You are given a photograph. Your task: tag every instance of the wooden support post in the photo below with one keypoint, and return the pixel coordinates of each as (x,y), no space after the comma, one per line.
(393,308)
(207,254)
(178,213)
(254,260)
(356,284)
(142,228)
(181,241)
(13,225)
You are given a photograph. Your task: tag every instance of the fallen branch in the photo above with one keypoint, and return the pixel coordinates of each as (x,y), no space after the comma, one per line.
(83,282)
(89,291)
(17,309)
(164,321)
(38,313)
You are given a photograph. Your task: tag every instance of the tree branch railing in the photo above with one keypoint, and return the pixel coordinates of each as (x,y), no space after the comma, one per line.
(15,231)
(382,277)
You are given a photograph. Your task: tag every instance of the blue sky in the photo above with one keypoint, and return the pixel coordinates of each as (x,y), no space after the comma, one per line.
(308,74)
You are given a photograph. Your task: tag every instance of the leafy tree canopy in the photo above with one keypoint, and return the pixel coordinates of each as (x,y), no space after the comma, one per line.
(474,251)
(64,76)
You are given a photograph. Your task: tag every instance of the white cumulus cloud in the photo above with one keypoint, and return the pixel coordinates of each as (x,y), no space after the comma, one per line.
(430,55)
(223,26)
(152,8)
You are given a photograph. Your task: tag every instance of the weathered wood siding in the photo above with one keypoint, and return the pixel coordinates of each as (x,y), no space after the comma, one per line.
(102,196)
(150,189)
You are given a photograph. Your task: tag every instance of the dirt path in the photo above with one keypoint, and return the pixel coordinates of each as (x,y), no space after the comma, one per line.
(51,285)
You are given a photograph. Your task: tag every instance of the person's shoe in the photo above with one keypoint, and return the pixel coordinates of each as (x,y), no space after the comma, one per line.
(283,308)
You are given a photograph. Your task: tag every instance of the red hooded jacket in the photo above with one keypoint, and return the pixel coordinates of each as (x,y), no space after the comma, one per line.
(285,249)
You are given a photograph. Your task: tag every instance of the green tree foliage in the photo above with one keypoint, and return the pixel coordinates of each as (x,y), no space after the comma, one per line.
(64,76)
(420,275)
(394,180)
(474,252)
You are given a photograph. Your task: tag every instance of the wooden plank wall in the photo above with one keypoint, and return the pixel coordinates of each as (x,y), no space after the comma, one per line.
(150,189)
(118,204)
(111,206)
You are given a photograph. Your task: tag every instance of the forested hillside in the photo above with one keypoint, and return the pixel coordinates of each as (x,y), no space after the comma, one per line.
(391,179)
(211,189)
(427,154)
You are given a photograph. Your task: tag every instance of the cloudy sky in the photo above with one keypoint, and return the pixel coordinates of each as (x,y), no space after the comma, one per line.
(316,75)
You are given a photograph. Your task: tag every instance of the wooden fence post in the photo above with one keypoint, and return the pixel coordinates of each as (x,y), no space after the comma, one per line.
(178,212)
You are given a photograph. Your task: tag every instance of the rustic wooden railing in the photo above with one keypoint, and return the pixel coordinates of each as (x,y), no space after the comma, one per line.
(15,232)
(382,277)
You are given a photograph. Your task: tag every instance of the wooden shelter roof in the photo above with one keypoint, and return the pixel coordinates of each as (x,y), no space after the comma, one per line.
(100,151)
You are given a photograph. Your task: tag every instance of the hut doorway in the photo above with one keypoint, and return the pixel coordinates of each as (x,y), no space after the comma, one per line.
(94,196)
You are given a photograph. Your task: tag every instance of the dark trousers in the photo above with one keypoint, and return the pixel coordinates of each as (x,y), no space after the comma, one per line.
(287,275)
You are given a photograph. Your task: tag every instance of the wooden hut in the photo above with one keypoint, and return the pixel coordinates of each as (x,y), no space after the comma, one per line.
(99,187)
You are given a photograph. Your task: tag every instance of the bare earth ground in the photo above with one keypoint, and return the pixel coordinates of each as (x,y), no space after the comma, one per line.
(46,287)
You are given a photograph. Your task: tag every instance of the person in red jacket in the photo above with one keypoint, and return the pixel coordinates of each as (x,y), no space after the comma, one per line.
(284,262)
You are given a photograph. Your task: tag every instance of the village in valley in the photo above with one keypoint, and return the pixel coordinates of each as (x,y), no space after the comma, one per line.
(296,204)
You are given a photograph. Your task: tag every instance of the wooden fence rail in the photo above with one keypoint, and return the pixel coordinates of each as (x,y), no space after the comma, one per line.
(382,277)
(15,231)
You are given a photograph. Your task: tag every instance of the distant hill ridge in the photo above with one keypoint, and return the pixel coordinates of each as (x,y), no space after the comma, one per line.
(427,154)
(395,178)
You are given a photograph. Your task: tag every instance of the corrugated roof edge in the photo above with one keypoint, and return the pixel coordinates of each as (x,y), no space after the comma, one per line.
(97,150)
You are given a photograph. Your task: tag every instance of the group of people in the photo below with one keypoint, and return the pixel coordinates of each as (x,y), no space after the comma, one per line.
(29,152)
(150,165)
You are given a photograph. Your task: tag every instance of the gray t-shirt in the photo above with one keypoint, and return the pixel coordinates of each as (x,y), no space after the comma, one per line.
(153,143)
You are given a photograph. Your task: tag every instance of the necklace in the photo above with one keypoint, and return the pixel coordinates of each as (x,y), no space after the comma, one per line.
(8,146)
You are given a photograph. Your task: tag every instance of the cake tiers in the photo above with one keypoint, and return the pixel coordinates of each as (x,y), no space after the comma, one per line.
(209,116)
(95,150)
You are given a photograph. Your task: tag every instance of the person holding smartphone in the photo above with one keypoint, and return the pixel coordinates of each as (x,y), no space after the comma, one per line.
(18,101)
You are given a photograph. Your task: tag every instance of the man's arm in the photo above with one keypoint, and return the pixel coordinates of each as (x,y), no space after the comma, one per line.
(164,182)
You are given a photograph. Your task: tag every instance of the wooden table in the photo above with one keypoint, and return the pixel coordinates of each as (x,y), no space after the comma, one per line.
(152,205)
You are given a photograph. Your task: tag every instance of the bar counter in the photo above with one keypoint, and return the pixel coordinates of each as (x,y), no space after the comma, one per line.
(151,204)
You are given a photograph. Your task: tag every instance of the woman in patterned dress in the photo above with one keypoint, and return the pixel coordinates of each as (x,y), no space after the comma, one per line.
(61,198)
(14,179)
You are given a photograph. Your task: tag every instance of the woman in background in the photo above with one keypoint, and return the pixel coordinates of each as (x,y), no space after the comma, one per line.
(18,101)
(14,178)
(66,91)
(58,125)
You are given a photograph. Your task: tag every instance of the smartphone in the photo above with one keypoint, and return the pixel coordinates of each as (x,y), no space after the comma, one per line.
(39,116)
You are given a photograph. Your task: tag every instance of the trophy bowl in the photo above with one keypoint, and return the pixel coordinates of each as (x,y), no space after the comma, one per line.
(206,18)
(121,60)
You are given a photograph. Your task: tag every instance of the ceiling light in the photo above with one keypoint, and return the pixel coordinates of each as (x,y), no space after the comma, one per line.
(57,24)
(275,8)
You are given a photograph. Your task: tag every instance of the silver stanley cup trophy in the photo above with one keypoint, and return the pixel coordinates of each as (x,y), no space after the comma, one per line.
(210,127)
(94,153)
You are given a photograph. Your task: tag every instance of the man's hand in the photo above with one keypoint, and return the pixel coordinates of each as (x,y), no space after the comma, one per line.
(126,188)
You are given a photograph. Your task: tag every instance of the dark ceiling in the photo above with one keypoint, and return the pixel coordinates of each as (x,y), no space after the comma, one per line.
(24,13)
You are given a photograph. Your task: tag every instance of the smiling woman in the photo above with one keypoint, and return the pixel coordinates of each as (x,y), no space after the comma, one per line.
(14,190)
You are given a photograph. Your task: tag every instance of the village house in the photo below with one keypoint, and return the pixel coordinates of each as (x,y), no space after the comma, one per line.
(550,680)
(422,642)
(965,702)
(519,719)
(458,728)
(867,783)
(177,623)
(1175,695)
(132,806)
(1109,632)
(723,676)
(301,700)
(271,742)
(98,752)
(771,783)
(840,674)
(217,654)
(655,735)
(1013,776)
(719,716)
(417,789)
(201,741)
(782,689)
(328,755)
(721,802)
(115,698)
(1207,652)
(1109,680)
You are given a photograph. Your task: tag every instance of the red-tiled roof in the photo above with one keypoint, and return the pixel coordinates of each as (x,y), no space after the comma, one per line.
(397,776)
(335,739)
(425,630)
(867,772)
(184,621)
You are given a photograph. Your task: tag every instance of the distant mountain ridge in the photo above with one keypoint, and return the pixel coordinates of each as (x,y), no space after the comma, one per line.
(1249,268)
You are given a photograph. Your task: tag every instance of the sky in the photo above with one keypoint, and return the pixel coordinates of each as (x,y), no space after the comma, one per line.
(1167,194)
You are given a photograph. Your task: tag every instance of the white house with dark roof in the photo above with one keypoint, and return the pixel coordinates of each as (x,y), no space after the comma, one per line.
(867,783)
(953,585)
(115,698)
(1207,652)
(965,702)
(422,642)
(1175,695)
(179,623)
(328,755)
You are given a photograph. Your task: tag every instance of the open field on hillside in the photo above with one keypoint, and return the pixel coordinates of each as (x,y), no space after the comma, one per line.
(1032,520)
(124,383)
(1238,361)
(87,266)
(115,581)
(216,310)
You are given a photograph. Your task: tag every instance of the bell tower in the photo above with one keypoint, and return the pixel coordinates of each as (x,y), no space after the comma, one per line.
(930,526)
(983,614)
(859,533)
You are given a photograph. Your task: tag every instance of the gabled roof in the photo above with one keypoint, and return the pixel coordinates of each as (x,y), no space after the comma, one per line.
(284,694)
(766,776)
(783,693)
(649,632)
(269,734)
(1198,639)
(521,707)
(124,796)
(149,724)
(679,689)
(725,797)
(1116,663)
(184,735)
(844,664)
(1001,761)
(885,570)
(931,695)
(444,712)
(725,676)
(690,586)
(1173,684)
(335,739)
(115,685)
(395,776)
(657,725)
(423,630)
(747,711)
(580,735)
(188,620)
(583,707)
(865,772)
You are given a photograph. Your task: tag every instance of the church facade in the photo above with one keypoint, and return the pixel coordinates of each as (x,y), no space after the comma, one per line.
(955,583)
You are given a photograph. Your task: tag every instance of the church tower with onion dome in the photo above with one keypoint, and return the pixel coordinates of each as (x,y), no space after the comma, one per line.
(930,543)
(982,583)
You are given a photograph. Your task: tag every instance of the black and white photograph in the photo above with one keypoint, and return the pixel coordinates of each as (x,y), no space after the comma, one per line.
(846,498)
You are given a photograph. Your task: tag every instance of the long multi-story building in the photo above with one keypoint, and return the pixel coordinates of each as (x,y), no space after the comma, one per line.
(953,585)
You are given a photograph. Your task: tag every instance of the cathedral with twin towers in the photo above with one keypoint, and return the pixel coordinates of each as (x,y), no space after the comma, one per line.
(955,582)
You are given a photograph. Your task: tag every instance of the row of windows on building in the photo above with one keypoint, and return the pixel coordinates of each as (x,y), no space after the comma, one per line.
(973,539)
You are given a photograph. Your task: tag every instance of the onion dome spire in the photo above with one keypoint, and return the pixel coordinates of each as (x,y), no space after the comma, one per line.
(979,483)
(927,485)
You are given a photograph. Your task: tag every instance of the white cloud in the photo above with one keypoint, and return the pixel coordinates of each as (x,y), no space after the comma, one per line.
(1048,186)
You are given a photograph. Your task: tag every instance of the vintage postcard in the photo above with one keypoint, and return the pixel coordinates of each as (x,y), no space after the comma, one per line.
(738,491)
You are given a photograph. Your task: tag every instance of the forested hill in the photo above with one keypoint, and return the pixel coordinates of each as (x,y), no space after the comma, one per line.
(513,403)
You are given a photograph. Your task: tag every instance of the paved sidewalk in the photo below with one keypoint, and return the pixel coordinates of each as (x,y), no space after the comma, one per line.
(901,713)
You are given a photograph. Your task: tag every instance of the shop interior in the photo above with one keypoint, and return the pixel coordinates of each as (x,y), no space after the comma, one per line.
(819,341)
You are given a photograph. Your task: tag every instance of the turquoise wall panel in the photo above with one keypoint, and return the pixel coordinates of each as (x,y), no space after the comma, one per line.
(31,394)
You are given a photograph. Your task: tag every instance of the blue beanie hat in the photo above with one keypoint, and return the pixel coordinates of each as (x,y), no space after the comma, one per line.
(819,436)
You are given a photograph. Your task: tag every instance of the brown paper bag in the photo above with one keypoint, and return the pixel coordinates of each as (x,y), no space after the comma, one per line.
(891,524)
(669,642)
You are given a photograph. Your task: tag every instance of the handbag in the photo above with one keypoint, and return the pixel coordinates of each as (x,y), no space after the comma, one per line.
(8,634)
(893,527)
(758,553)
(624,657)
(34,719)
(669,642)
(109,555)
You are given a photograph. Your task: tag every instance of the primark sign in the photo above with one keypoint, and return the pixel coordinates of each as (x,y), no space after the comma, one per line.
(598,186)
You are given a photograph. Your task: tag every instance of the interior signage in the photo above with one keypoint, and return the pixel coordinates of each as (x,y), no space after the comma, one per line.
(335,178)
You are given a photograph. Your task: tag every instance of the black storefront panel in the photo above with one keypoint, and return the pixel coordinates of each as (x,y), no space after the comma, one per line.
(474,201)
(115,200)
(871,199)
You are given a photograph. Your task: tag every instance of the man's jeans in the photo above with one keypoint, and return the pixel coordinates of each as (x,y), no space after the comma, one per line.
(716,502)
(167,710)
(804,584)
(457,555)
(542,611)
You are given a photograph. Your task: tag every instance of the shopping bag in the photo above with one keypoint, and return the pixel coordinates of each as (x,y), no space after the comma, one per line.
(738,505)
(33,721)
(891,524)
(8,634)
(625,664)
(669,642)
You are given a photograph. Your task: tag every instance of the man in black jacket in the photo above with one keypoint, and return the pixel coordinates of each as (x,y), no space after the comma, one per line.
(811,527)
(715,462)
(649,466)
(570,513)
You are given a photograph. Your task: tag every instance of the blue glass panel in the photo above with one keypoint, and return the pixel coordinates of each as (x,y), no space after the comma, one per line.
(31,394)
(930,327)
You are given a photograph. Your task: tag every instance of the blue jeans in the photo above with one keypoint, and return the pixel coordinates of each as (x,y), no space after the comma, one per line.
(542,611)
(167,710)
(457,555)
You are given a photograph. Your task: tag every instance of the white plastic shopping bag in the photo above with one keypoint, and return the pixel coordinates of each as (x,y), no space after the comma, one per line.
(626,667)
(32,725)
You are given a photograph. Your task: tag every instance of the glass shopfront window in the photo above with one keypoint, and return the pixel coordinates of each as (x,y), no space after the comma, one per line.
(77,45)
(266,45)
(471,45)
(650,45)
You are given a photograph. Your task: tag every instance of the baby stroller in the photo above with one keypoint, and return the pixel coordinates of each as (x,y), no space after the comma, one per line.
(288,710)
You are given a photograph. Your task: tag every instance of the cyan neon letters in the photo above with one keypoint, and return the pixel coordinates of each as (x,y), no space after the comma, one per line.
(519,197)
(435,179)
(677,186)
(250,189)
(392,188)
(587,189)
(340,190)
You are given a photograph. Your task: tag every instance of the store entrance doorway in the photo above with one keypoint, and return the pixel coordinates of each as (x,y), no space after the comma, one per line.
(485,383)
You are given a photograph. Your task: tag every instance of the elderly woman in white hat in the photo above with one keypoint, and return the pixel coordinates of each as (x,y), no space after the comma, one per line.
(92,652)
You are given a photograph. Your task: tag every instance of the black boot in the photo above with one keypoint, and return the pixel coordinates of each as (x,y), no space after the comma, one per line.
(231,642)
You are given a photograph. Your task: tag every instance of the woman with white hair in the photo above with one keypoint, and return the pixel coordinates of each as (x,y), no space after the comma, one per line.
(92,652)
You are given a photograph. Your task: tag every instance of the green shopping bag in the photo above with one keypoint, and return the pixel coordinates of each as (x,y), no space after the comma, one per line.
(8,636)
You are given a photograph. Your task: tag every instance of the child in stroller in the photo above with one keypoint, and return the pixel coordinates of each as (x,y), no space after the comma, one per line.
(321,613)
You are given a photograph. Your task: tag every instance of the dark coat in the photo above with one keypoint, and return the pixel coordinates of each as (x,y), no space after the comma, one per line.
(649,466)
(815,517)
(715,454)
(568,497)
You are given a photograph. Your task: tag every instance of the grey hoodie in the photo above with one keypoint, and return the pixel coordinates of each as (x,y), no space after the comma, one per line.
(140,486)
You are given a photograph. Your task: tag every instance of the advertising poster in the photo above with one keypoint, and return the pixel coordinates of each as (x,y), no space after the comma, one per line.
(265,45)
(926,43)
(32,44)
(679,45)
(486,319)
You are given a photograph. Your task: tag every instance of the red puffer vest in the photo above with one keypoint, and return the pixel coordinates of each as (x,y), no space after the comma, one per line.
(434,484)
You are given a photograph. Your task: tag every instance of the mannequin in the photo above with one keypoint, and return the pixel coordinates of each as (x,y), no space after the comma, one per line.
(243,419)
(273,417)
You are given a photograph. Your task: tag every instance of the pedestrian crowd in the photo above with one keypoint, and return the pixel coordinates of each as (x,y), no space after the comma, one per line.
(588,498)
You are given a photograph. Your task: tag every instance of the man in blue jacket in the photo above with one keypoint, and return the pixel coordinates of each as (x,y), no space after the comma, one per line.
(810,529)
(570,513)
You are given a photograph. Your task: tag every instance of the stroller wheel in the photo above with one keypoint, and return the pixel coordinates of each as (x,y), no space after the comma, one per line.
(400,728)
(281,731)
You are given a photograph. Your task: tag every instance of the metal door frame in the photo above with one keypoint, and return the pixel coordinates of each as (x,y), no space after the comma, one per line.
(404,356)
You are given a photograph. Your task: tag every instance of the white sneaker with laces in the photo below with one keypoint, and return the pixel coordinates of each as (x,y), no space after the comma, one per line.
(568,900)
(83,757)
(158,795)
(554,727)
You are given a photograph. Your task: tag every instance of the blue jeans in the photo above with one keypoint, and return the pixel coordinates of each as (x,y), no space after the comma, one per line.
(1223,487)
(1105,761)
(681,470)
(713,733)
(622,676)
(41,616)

_Requirement:_ Copy word for word the lines that begin at the line containing "of the pedestrian" and continue through the last line of the items, including both ends.

_Completed task:_
You are given a photograph. Your task: tag every instance of the pedestrian crowd in the photo above with one keypoint, and return the pixel coordinates of each as (x,y), no space after the comma, one per line.
(588,498)
You are given a photograph. Your task: tag every instance of the man in blue jacket in the photo above with one keypoint, and return the pixel coordinates of each as (x,y), no space after the comma, one per line.
(810,529)
(570,513)
You are given a photograph. Your task: tag every instance of the stroller wheel in the photo above with one keypoint, and return the pixel coordinates of each as (x,y), no space after the comma, one per line.
(400,728)
(281,731)
You are given a photograph. Your task: tag every instance of the metal door frame in the photo above with one keypoint, and return the pixel coordinates of each as (x,y), no space after the comma, one per line.
(404,356)
You are given a photograph. Your task: tag every instance of the white sneaker with laces in the photo below with one keypoint, and return the pixel coordinates of each as (x,y), no space after the comma, one per line.
(568,900)
(83,757)
(158,795)
(554,727)
You are given a photograph. Your task: tag every instance of the blue jeans in the photo above with one keypoint, and return the pixel coordinates of each as (x,y), no space after the comma, one per line.
(1223,487)
(1105,761)
(681,470)
(713,733)
(622,676)
(41,616)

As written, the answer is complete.